WHAT TO WORK ON:
Turn the lines from the one with "Task: indicate the microphone windscreen" up to and including the one with "x=301 y=163" into a Markdown table, leaving out any blank lines. Use two columns, n for the row number and Line for the line itself.

[DATA FOR PROCESSING start]

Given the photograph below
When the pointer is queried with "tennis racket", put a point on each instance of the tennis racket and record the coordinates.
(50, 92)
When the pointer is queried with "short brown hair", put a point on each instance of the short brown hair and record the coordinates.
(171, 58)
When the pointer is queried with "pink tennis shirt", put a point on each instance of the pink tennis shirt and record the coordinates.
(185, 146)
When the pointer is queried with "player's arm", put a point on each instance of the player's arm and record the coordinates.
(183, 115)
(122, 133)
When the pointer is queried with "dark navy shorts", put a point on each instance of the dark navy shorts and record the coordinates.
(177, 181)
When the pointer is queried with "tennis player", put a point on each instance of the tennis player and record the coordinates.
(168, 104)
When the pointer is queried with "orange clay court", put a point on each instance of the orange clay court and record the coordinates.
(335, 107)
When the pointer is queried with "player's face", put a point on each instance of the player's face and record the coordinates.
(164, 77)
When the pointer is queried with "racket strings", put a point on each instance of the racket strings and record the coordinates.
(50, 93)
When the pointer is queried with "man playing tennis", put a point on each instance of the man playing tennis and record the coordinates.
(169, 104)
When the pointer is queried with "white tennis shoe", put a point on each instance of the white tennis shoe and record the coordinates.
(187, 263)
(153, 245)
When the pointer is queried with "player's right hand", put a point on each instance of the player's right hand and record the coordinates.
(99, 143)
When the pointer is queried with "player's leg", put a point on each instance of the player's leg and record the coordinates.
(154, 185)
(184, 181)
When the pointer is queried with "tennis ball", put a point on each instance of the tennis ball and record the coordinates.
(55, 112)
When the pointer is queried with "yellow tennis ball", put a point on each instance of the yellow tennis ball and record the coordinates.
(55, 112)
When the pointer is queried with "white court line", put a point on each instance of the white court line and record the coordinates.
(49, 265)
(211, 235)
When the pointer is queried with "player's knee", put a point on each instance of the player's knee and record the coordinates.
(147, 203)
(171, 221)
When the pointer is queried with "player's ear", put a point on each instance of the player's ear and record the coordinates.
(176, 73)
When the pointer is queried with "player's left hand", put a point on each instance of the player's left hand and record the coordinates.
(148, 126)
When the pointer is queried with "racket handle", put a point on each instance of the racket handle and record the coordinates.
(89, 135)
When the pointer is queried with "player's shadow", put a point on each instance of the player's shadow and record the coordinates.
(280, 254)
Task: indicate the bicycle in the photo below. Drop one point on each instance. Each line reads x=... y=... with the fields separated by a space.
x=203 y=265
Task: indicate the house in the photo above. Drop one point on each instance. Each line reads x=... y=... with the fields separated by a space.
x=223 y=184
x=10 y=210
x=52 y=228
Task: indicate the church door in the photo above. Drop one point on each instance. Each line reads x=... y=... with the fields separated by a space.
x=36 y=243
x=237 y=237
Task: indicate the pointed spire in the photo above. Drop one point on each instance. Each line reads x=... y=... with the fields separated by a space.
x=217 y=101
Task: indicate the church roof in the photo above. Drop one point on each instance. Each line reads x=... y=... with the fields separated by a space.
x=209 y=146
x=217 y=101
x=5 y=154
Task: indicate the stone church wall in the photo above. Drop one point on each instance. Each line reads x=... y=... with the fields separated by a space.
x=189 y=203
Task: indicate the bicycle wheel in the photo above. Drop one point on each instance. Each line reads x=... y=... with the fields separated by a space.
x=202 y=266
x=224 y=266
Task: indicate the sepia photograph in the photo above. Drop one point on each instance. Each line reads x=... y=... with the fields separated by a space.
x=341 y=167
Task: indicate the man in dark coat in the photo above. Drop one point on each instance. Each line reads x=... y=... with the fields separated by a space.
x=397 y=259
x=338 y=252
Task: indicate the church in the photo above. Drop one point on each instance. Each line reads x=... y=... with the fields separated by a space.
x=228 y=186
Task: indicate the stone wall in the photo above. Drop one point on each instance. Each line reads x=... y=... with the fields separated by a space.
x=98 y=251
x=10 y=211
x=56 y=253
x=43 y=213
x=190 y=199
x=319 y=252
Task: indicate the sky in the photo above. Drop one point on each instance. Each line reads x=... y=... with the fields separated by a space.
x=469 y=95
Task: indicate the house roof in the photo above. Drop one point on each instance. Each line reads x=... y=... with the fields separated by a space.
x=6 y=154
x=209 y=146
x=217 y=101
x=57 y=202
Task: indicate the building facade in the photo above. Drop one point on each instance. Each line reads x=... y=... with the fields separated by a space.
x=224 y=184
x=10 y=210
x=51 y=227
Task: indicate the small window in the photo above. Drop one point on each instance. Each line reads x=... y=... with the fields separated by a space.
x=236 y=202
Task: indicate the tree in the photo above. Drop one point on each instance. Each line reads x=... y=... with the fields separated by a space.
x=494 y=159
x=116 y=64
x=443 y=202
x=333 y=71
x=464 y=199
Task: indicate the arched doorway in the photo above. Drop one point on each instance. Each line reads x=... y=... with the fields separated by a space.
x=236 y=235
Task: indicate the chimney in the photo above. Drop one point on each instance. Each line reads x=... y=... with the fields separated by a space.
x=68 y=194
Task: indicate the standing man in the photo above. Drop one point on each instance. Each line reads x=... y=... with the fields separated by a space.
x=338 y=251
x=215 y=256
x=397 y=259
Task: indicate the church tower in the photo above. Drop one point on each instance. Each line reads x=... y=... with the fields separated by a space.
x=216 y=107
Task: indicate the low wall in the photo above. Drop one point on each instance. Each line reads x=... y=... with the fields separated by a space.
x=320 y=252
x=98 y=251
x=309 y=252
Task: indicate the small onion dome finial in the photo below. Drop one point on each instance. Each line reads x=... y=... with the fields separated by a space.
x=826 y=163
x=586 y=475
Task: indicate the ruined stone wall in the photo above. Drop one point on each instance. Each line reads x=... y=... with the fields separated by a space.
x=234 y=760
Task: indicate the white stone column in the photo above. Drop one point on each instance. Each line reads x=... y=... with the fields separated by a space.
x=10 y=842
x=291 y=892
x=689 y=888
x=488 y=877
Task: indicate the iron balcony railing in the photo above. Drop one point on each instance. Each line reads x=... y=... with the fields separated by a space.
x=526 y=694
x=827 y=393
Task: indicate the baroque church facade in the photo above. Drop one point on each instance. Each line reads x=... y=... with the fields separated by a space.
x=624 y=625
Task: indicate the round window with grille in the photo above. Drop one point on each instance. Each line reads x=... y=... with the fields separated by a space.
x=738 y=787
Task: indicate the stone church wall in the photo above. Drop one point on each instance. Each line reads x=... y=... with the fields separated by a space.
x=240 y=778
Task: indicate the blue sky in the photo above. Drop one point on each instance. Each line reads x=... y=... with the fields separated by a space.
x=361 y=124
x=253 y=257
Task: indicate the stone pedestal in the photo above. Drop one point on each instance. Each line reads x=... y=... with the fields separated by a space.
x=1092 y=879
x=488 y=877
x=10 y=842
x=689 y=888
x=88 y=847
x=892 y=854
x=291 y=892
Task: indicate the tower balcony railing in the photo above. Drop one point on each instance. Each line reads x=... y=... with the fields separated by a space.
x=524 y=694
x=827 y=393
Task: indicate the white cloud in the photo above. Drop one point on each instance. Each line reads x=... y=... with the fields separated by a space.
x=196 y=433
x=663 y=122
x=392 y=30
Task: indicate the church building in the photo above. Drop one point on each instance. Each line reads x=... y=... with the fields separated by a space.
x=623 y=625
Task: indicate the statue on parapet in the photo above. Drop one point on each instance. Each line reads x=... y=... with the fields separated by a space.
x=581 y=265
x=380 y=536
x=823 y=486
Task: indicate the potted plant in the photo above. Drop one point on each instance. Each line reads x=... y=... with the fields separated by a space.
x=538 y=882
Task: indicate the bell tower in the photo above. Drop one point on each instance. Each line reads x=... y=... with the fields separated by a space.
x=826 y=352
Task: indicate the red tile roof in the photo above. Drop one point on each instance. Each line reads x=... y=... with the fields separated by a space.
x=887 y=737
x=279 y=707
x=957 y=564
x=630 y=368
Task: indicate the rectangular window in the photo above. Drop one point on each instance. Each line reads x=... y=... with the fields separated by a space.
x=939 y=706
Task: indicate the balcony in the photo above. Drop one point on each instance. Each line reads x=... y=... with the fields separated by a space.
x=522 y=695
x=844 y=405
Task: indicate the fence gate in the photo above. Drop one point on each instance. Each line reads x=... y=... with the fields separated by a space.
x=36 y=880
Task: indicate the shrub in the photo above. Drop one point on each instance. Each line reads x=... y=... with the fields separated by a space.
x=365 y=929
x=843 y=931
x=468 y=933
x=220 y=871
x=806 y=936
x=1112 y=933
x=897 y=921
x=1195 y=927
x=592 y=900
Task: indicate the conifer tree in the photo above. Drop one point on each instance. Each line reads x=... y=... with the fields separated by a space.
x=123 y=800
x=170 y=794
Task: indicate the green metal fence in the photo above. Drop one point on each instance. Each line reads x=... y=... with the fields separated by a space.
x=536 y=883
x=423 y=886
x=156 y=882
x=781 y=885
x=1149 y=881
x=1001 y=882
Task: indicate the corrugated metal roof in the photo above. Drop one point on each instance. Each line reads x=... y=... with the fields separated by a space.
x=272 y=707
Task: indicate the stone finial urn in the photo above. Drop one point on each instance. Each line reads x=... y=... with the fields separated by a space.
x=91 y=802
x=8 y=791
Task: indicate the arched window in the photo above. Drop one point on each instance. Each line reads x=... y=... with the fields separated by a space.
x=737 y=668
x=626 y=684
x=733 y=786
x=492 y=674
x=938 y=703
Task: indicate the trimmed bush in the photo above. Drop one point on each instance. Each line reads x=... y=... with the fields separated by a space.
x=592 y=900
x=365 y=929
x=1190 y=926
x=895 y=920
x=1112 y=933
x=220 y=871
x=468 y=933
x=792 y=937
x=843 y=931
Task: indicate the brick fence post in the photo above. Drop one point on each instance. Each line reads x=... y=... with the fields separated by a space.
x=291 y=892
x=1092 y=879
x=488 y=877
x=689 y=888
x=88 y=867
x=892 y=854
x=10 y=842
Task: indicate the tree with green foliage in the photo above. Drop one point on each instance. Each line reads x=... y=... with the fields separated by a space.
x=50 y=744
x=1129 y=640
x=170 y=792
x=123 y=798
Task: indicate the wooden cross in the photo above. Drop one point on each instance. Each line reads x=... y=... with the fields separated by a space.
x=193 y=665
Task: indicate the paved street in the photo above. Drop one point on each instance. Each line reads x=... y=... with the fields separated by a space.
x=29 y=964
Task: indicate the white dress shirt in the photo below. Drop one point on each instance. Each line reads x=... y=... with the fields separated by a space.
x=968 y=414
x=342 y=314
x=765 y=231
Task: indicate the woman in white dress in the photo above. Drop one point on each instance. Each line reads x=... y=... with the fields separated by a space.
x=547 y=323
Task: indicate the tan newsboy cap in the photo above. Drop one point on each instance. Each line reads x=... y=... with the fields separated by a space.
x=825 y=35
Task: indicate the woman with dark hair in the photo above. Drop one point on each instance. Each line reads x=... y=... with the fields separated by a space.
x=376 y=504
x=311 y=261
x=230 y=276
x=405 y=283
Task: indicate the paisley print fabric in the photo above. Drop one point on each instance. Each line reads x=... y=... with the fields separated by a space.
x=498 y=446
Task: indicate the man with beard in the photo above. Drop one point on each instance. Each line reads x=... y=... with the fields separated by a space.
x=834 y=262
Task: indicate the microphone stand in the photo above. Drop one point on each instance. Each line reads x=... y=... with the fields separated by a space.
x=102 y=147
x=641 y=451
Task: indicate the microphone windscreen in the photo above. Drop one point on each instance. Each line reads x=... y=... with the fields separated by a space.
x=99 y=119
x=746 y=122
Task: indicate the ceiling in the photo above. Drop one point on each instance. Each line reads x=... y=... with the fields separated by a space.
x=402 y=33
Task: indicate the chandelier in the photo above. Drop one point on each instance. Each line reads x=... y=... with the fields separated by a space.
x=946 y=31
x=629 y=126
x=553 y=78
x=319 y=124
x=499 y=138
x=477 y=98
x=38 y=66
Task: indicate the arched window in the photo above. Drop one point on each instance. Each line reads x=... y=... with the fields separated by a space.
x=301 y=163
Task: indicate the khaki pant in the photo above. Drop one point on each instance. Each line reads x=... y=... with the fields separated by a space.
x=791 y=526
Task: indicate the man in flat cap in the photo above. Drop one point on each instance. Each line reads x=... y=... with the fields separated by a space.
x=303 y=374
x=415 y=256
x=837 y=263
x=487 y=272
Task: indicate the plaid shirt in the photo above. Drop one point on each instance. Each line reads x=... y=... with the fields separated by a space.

[DATA FOR PROCESSING end]

RESPONSE:
| n | Line |
|---|---|
| 1 | Task: indicate the microphone windscreen in the photo above. Drop one point on each instance. Each line reads x=... y=... with the fields separated by a space. |
| 2 | x=99 y=119 |
| 3 | x=746 y=122 |
| 4 | Task: indicate the ceiling in the photo above. Drop one point on each instance. Each line reads x=... y=... with the fields separated by a space. |
| 5 | x=402 y=33 |
| 6 | Task: indicate the chandelier in the photo above. Drop one point on each instance. Each line reads x=... y=... with the fields separated by a space. |
| 7 | x=946 y=31 |
| 8 | x=629 y=126 |
| 9 | x=553 y=78 |
| 10 | x=319 y=124 |
| 11 | x=499 y=138 |
| 12 | x=477 y=98 |
| 13 | x=38 y=66 |
| 14 | Task: indicate the arched window in the photo above. Drop one point on each instance. Each line reads x=... y=... with the fields separated by a space. |
| 15 | x=301 y=163 |